**Text passage**
....
“Let’s have Coq au Vin,” someone said.
Translated, that would read “If you will spend a few hours preparing Coq au Vin, I will spend a few minutes eating it.”
Fair trade, I thought.
My second thought took me back more years than I cared to calculate to the French Club banquet I attended as a freshman in high school. It was held at Chez Louis, Scottsdale’s most exclusive (and only) French restaurant. At that point in time I had never eaten “French food” much less anything cooked in wine. Looking at the menu everything was cooked in wine! Would they serve a teenager wine-laced food? Would they call the police?
The waiter looked down at me and scowled. “And for Monsieur?”
I gulped hard and mumbled, “Je voudrais Coq au Vin, si vous plait.”
Before the waiter could pull the fire alarm, shout for the Gendarmes or object to a teenager ordering a wine dish, Mr. Bichon, the French teacher, interrupted with “Bien, Monsieur Guillaume, bien!”
The waiter moved on.
Time passed. No bells rang. No sirens wailed. The Wine Gendarmes didn’t crash through the windows to arrest the underage wine dish orderer. No, only in my adolescent mind did all these things happen.
The food arrived and I’ve got to tell you the Coq au Vin was the coq-iest and vin-iest Coq au Vin I had ever had (which was at that point never, but still it was fan-coq-coq-tastic!)
The sauce was a rich, red velvet clinging to the chicken like a t-shirt on a Hooters girl caught in a Spring shower. Her name was Julia but we would not meet for many years, and the sauce, the sauce, it beckoned over time: Guillaume, Guillaume! Bien!
Fast forward into the New Millennium and how many Coq au Vins had Guillaume attempted. How many? A hundred? A thousand? And did they even approach the perfection that was Chez Louis? No! A thousand times “No!”
Sauce too thin. Too salty. Too bland. Not enough coq-ness. Too much coq-ness! Every time bad, bad, bad. Well, that may be a bit harsh, bad, that is. Not up to the original bar is more to the point.
Then came Julia.
....
**Extracted information**
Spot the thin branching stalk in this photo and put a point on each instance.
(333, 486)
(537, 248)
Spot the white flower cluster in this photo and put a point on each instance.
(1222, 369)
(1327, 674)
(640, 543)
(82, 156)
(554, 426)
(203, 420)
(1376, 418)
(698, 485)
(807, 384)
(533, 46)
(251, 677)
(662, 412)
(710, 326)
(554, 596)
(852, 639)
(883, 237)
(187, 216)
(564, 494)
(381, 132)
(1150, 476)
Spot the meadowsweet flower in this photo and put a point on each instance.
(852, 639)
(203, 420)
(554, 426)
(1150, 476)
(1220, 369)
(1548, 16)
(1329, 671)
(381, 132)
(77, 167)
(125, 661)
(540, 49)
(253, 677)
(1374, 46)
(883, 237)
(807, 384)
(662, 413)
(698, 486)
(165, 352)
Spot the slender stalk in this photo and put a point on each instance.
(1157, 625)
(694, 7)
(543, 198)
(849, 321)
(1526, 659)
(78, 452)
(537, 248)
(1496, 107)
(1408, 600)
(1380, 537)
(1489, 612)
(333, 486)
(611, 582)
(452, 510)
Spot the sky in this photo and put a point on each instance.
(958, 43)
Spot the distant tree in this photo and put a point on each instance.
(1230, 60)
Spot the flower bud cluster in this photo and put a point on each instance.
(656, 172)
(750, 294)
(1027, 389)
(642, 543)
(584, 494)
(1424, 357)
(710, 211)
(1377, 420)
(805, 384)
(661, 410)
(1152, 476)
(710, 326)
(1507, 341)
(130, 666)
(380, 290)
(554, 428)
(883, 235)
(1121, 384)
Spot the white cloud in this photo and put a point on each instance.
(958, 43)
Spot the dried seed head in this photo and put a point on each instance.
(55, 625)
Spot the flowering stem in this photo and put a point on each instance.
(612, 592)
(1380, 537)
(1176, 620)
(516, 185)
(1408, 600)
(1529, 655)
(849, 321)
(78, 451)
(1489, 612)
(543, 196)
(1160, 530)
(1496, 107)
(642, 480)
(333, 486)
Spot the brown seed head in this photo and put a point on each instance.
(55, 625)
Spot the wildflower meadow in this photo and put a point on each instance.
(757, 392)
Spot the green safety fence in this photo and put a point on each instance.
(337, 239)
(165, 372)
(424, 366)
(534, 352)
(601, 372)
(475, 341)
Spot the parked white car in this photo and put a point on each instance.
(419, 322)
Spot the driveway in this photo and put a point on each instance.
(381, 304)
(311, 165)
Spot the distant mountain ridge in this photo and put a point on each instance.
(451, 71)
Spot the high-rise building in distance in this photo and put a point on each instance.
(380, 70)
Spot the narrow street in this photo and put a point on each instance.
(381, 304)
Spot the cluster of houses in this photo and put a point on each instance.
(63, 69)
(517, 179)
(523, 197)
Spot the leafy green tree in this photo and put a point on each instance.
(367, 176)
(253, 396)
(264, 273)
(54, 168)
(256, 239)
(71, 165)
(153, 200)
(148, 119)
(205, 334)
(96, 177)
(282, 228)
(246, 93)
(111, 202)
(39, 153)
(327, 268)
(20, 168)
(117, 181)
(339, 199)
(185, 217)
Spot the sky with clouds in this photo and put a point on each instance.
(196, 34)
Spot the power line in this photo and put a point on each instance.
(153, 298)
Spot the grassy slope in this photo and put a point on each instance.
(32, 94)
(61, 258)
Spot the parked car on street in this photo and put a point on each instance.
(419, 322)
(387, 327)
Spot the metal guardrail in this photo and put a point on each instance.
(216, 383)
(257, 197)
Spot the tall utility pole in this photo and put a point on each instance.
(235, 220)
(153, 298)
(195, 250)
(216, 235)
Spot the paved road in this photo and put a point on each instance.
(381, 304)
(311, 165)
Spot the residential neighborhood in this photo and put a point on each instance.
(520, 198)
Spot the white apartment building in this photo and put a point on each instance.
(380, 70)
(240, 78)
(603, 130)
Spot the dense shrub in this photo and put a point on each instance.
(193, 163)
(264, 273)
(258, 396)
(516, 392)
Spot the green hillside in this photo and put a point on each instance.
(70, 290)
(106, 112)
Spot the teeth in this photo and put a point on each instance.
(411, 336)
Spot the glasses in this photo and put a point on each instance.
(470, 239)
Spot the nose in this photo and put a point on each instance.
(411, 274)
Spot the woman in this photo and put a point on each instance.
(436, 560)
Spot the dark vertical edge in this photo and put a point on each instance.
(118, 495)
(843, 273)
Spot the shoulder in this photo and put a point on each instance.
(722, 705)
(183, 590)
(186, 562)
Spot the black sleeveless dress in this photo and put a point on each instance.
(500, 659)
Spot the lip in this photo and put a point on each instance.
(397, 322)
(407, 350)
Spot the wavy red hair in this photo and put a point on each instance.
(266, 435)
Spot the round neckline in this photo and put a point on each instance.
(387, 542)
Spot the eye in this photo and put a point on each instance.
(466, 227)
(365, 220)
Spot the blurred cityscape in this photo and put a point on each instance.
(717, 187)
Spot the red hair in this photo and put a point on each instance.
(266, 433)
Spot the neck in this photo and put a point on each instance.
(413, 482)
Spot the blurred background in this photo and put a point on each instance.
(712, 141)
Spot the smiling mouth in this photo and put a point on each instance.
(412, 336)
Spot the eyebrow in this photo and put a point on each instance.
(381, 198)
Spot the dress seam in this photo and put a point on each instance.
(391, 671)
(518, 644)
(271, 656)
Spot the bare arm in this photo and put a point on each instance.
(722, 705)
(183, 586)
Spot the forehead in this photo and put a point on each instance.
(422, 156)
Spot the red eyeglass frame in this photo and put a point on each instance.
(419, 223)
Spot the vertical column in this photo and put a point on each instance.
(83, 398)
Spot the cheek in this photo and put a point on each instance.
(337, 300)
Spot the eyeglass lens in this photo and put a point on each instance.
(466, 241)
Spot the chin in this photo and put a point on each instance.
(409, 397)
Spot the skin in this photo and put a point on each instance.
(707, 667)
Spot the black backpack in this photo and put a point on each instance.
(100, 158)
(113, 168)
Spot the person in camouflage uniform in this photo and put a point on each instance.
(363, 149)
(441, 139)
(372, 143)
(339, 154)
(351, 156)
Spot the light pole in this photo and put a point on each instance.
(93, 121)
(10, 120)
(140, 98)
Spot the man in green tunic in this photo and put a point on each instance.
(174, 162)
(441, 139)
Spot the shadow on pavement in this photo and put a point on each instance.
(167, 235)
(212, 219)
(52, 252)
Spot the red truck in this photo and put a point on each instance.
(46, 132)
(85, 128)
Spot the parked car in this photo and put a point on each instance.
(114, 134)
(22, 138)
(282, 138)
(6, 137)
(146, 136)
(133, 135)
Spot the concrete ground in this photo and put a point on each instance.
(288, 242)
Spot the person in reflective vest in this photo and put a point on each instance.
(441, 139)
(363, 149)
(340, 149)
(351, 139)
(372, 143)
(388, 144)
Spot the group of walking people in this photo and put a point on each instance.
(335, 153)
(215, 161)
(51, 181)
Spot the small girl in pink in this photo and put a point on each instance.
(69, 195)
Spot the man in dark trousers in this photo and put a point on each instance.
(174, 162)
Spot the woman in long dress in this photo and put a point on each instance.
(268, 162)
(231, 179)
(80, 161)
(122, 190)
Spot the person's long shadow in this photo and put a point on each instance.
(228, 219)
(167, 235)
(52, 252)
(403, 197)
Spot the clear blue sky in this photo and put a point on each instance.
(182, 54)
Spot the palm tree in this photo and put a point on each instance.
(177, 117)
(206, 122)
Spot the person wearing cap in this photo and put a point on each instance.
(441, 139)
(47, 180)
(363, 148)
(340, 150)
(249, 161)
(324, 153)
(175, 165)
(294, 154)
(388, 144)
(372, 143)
....
**Given problem A**
Answer these questions using the Coq au Vin story:
(i) Which restaurant hosted the French Club banquet?
(ii) Who interrupted the waiter, and what was his role?
(iii) Which fault of the later attempts at the dish does the story list first?
**Given problem B**
From the Coq au Vin story, retype the part starting with "The food arrived" and going on through "Then came Julia.".

**Task solution A**
(i) Chez Louis.
(ii) Mr. Bichon, the French teacher.
(iii) The sauce was too thin.

**Task solution B**
The food arrived and I’ve got to tell you the Coq au Vin was the coq-iest and vin-iest Coq au Vin I had ever had (which was at that point never, but still it was fan-coq-coq-tastic!)
The sauce was a rich, red velvet clinging to the chicken like a t-shirt on a Hooters girl caught in a Spring shower. Her name was Julia but we would not meet for many years, and the sauce, the sauce, it beckoned over time: Guillaume, Guillaume! Bien!
Fast forward into the New Millennium and how many Coq au Vins had Guillaume attempted. How many? A hundred? A thousand? And did they even approach the perfection that was Chez Louis? No! A thousand times “No!”
Sauce too thin. Too salty. Too bland. Not enough coq-ness. Too much coq-ness! Every time bad, bad, bad. Well, that may be a bit harsh, bad, that is. Not up to the original bar is more to the point.
Then came Julia.